## Work to complete
Summarize the passage on exchanging and transferring Definitive Notes in three sentences.

## Extract to read
+ + + +

Upon satisfaction of the conditions
of any of the subparagraphs in this Section 2.06(d)(2), the
Trustee will cancel the Definitive Notes and increase or cause to
be increased the aggregate principal amount of the Unrestricted
Global Note.
(3)
Unrestricted
Definitive Notes to Beneficial Interests in Unrestricted Global
Notes. A Holder of an
Unrestricted Definitive Note may exchange such Note for a
beneficial interest in an Unrestricted Global Note or transfer such
Definitive Notes to a Person who takes delivery thereof in the form
of a beneficial interest in an Unrestricted Global Note at any
time. Upon receipt of a request for such an exchange or
transfer, the Trustee will cancel the applicable Unrestricted
Definitive Note and increase or cause to be increased the aggregate
principal amount of one of the Unrestricted Global
Notes.
If any such exchange or transfer
from a Definitive Note to a beneficial interest is effected
pursuant to subparagraphs (2)(B), (2)(D) or (3) above at
a time when an Unrestricted Global Note has not yet been issued,
the Issuers will issue and, upon receipt of an Authentication Order
in accordance with Section 2.02 hereof, the Trustee will
authenticate one or more Unrestricted Global Notes in an aggregate
principal amount equal to the principal amount of Definitive Notes
so transferred.
(e)
Transfer and
Exchange of Definitive Notes for Definitive Notes.
Upon
request by a Holder of Definitive Notes and such Holder’s
compliance with the provisions of this Section 2.06(e), the
Registrar will register the transfer or exchange of Definitive
Notes. Prior to such registration of transfer or exchange,
the requesting Holder must present or surrender to the Registrar
the Definitive Notes duly endorsed or accompanied by a written
instruction of transfer in form satisfactory to the Registrar duly
executed by such Holder or by its attorney, duly authorized in
writing. In addition, the requesting Holder must provide any
additional certifications, documents and information, as
applicable, required pursuant to the following provisions of this
Section 2.06(e).
37
(1)
Restricted
Definitive Notes to Restricted Definitive Notes.

+ + + +

## Data extract
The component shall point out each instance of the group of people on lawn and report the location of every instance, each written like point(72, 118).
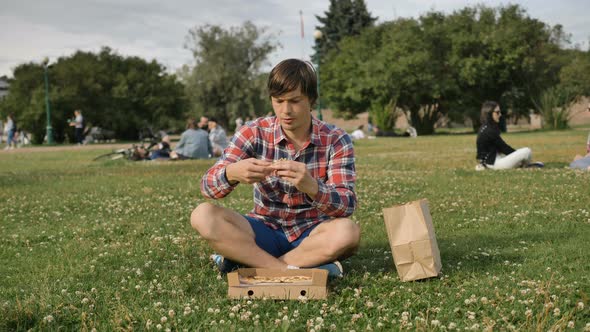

+ + + +

## Result of this task
A Holder of an Unrestricted Definitive Note may at any time exchange it for, or transfer it as, a beneficial interest in an Unrestricted Global Note. The Trustee then cancels the Definitive Note and increases the aggregate principal amount of an Unrestricted Global Note, and if none has yet been issued, the Issuers will issue and the Trustee will authenticate one or more in an amount equal to the Definitive Notes transferred. For transfers or exchanges of Definitive Notes for Definitive Notes, the Registrar registers them once the Holder presents or surrenders the notes duly endorsed or with a satisfactory written transfer instruction and provides any required certifications, documents and information.